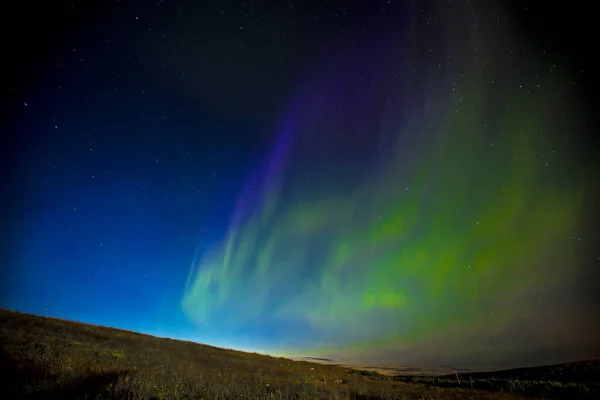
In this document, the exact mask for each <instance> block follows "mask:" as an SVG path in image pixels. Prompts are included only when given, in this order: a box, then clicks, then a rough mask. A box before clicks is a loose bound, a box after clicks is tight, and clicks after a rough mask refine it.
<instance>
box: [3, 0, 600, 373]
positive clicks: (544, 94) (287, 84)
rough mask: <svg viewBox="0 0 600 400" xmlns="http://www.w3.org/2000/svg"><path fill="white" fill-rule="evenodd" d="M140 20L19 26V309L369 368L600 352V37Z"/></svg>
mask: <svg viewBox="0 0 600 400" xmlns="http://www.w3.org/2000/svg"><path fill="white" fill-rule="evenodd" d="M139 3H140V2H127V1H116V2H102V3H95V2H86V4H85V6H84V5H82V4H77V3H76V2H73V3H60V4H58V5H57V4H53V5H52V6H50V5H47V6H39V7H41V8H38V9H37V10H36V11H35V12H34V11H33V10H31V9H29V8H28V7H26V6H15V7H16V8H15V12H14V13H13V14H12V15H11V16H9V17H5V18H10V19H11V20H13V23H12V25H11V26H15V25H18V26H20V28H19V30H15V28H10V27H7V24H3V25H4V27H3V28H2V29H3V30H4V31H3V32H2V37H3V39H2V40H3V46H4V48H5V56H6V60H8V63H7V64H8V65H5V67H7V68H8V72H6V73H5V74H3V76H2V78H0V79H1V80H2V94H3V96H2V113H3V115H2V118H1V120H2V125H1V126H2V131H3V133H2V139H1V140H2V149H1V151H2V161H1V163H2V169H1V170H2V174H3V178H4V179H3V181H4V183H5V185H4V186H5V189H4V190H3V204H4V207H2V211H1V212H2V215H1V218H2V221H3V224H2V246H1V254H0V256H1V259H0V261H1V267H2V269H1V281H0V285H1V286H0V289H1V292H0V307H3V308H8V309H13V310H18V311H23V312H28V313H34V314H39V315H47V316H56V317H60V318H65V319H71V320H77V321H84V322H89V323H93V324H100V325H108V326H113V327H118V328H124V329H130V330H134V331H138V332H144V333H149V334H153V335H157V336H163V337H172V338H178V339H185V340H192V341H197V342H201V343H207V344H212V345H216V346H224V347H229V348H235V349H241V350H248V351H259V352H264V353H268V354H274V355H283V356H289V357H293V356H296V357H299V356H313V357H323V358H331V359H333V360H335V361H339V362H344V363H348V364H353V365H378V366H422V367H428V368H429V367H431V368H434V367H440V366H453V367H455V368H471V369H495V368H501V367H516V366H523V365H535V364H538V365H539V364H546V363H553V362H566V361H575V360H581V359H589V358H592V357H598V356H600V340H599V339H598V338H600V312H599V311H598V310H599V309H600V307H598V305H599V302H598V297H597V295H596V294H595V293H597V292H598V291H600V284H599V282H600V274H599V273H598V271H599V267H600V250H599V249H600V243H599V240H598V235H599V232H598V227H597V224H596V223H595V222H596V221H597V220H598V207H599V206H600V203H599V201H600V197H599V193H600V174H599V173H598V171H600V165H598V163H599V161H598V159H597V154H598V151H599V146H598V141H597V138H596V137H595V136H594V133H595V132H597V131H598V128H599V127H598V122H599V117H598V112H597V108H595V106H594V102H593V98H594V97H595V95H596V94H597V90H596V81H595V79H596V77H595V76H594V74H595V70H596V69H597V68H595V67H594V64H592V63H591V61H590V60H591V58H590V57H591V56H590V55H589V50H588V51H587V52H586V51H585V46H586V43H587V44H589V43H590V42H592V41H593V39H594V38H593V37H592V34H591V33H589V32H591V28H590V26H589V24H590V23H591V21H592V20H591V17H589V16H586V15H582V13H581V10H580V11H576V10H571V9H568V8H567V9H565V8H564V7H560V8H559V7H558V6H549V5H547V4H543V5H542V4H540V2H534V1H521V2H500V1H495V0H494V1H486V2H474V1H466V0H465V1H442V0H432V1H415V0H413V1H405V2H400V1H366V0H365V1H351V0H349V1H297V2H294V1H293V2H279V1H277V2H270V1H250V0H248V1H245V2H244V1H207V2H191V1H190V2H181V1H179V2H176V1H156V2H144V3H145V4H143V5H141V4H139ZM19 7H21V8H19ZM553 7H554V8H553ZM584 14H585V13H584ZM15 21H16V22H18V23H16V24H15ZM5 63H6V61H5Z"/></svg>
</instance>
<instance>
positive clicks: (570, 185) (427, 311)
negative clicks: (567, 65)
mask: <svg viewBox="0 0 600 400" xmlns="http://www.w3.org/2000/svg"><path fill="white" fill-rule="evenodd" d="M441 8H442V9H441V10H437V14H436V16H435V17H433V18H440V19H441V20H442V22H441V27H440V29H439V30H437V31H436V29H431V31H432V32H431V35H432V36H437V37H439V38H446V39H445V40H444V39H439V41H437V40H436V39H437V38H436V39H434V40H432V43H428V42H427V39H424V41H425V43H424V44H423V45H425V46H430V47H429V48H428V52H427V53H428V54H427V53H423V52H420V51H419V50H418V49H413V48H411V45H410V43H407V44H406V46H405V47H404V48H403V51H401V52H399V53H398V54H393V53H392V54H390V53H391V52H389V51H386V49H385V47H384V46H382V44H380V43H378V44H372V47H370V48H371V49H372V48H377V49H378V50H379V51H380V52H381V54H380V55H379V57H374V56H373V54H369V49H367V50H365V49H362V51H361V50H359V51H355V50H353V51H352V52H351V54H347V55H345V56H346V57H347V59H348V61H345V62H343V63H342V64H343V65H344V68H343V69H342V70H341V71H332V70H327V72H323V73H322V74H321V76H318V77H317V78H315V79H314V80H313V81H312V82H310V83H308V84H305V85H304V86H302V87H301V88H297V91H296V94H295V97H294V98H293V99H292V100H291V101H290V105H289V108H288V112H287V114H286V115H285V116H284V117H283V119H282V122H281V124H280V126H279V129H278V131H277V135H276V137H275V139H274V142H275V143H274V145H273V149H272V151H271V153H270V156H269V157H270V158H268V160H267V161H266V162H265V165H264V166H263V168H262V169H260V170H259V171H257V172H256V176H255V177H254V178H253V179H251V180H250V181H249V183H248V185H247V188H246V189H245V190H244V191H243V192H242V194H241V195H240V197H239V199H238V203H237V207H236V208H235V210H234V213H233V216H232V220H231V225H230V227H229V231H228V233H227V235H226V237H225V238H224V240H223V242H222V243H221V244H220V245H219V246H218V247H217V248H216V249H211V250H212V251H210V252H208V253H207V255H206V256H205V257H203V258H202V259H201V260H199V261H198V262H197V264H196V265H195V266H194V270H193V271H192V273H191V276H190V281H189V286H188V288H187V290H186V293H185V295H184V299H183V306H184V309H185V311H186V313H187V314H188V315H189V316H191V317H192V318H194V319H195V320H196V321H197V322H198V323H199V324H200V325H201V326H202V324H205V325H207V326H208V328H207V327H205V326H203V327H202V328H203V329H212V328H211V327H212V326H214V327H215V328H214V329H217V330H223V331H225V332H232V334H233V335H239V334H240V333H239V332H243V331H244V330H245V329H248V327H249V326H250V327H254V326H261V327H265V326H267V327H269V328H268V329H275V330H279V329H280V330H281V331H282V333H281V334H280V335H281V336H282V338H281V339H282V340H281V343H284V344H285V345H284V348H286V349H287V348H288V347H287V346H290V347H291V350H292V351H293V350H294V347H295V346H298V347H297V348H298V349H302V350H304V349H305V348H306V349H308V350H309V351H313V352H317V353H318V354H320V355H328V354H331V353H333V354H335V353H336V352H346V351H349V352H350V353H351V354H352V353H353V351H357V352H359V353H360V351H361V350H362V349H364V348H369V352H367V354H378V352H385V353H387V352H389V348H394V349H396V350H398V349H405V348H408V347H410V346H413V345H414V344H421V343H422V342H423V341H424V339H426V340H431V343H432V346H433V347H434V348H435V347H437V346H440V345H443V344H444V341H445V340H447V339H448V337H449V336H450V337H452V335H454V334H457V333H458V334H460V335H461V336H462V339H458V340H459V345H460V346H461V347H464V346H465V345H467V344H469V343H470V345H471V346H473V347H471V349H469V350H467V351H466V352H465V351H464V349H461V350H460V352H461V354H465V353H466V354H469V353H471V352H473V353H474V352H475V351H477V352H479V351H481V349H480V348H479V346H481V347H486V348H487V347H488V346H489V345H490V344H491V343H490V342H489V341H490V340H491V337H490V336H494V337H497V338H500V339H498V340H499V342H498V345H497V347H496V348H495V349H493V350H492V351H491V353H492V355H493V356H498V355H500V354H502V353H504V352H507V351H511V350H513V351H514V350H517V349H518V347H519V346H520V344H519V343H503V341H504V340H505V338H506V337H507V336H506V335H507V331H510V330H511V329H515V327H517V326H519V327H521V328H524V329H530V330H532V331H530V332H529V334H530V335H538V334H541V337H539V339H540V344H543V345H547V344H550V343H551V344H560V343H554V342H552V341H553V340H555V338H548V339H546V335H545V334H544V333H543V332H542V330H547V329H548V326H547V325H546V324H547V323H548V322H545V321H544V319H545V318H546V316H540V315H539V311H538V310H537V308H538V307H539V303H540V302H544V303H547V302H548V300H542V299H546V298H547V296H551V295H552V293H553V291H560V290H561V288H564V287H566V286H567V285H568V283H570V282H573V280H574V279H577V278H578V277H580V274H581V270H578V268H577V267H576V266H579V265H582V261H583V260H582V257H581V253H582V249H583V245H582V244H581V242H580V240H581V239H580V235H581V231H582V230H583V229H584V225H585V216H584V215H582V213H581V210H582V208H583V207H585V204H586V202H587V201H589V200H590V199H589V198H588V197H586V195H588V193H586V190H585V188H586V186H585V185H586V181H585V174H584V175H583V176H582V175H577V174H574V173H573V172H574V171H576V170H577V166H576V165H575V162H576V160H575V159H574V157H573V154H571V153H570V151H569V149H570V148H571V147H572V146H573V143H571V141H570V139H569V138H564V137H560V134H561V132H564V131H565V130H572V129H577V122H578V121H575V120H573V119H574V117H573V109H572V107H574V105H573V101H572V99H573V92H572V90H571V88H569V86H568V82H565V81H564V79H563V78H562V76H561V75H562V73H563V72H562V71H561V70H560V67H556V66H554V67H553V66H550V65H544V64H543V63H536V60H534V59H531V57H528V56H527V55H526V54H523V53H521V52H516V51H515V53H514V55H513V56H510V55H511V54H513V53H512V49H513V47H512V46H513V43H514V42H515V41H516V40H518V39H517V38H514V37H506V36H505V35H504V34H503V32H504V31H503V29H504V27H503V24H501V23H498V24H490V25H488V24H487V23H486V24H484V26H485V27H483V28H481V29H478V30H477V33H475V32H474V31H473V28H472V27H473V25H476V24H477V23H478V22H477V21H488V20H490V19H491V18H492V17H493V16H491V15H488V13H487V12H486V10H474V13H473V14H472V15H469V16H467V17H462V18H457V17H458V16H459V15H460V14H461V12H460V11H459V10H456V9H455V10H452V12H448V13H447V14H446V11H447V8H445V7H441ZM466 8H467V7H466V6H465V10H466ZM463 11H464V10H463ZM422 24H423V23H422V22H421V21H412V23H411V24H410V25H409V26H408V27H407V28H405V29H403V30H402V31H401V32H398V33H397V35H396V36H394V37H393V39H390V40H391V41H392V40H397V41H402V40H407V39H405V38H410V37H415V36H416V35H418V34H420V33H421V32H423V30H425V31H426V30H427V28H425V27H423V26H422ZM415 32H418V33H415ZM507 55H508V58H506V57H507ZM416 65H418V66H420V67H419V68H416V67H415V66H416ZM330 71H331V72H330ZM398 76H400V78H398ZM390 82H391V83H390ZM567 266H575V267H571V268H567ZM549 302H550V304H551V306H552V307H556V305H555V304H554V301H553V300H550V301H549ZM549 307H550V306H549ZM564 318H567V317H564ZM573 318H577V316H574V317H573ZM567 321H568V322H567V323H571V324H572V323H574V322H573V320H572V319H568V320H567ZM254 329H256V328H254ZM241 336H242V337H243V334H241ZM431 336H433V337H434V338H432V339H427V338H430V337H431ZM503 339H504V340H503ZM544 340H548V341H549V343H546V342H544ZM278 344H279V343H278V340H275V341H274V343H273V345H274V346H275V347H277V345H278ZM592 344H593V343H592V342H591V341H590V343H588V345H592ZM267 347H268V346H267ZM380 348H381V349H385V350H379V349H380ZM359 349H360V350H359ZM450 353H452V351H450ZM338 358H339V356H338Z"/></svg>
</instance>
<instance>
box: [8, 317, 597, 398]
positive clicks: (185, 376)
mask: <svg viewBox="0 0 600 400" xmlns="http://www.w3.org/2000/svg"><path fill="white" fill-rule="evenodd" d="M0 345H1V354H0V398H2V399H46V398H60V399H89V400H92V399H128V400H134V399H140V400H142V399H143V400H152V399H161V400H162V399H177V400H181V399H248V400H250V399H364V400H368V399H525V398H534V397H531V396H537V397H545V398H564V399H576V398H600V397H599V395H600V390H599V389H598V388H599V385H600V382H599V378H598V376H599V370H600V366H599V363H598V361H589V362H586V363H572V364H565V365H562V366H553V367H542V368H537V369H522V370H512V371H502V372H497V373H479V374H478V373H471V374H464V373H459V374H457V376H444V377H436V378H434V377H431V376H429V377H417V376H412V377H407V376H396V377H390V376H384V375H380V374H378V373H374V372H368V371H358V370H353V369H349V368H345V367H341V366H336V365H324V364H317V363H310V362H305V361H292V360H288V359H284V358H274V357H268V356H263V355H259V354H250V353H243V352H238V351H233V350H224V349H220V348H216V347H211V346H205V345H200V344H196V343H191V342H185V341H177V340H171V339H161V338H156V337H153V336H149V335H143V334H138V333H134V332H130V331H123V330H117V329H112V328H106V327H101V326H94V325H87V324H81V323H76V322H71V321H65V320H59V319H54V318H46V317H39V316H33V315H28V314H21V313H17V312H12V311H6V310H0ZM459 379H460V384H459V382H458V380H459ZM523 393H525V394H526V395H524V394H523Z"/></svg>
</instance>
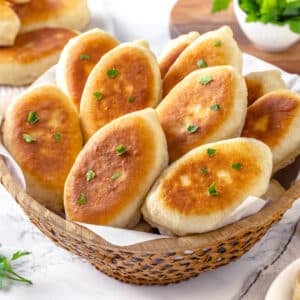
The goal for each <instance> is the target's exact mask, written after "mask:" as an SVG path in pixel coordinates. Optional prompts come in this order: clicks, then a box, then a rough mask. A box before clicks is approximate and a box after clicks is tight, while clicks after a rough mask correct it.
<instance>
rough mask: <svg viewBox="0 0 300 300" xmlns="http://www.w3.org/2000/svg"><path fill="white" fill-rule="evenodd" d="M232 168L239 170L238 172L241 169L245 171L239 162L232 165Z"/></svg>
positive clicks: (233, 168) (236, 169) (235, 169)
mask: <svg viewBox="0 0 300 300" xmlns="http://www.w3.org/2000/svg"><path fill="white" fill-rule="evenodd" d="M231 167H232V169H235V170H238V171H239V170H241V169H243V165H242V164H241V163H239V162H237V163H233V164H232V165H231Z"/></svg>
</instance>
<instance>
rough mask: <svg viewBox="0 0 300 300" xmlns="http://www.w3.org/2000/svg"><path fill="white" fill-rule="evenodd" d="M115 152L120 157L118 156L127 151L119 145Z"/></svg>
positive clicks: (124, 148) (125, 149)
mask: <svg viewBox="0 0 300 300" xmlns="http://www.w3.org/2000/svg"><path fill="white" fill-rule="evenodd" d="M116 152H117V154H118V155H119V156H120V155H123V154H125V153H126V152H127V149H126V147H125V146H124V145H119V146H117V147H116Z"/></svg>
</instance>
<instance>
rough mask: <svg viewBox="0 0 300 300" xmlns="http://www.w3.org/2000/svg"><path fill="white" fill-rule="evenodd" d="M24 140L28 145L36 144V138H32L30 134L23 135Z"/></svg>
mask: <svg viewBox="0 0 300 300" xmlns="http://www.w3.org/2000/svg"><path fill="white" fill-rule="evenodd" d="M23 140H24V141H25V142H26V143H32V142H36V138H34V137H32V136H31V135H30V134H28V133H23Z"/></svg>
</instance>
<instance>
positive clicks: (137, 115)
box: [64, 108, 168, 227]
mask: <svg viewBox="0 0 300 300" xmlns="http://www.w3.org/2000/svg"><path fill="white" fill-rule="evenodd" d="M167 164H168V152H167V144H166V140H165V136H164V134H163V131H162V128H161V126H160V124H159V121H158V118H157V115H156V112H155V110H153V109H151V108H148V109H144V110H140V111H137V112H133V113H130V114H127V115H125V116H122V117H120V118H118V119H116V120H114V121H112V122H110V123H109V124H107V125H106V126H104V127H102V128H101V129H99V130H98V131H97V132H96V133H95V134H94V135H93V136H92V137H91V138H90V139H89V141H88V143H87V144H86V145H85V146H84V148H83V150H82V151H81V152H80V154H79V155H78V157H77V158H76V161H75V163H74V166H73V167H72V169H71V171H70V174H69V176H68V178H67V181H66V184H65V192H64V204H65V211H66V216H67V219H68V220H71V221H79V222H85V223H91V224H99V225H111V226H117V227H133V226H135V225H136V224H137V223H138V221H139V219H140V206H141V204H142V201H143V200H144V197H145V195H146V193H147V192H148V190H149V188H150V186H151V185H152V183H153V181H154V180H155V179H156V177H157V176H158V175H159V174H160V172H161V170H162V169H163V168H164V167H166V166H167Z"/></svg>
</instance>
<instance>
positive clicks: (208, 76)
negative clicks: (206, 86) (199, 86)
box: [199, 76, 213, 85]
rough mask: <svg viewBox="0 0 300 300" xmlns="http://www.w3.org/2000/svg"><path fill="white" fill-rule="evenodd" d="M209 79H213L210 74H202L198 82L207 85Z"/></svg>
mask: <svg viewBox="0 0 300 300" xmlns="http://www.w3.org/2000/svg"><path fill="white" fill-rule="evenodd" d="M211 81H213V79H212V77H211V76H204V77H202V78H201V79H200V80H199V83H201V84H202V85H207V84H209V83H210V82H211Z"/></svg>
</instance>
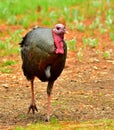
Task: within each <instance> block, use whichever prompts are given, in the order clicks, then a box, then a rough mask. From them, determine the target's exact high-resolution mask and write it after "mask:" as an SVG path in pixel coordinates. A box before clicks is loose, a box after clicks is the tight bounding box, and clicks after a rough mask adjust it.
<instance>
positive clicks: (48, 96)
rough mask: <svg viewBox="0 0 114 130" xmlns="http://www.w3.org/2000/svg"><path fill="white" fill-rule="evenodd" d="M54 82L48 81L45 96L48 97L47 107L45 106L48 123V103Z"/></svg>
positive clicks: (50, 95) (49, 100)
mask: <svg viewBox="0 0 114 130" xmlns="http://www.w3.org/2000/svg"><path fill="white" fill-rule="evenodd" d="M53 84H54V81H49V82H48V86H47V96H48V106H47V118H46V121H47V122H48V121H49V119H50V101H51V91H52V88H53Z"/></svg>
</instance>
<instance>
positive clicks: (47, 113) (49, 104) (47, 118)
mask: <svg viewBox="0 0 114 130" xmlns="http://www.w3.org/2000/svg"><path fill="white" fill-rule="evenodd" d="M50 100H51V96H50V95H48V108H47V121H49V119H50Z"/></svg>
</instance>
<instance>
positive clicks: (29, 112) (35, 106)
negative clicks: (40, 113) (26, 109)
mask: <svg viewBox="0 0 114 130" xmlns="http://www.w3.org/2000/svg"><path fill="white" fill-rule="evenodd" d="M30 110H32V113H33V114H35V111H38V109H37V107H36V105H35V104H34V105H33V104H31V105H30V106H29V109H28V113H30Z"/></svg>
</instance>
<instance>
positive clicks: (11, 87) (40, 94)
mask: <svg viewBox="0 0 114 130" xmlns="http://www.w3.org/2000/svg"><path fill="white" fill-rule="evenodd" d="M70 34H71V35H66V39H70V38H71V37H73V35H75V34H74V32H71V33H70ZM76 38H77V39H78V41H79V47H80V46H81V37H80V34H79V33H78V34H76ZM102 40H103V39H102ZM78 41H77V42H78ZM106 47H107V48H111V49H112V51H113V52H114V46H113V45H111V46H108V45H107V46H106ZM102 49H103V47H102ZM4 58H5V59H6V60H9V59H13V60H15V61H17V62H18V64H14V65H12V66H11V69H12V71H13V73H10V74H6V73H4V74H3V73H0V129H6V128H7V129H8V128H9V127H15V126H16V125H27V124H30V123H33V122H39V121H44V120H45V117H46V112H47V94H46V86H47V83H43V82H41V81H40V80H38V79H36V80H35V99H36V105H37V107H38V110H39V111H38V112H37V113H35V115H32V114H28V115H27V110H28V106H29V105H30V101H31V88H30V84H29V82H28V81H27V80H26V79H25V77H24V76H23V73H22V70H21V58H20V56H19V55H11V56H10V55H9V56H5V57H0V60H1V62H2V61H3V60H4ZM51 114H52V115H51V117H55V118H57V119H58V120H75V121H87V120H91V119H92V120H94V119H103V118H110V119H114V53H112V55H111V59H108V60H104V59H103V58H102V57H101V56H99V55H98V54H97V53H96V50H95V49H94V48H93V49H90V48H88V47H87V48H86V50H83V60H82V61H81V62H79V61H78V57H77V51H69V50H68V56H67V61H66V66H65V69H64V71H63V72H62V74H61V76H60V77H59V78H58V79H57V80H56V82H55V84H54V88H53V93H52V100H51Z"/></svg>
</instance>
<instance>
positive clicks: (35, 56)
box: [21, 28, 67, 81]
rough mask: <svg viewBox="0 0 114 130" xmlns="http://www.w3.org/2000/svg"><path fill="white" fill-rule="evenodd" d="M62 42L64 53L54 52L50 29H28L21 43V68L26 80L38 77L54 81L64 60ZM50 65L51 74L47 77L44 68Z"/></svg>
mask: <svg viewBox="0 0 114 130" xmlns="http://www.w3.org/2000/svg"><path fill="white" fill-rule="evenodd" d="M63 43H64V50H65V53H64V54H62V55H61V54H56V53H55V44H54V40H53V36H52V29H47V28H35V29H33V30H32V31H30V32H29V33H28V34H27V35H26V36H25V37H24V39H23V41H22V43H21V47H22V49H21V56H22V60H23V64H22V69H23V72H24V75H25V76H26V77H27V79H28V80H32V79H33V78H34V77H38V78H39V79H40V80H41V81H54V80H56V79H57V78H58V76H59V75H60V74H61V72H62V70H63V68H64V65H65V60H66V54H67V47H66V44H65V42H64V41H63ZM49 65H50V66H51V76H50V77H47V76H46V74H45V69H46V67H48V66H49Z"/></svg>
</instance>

== EXERCISE BRIEF ==
Rewrite everything from the start of the listing down to the line containing "20L19 26V309L369 368L600", replacing "positive clicks" with "foreground clicks" and keeping everything else unchanged. Leave the pictures out.

== SOLVED PROBLEM ==
In this document, the exact mask for each <instance> block follows "mask:" as an SVG path in image pixels. Prompts are included only when given, in this order: a box, then clicks, then a rough mask. A box before clicks is a loose bound, a box after clicks is tight, and clicks after a rough mask refine it.
<instance>
box: [3, 0, 600, 373]
foreground clicks: (544, 94) (287, 84)
rough mask: <svg viewBox="0 0 600 400" xmlns="http://www.w3.org/2000/svg"><path fill="white" fill-rule="evenodd" d="M140 20L19 26V309L369 368L600 352V37Z"/></svg>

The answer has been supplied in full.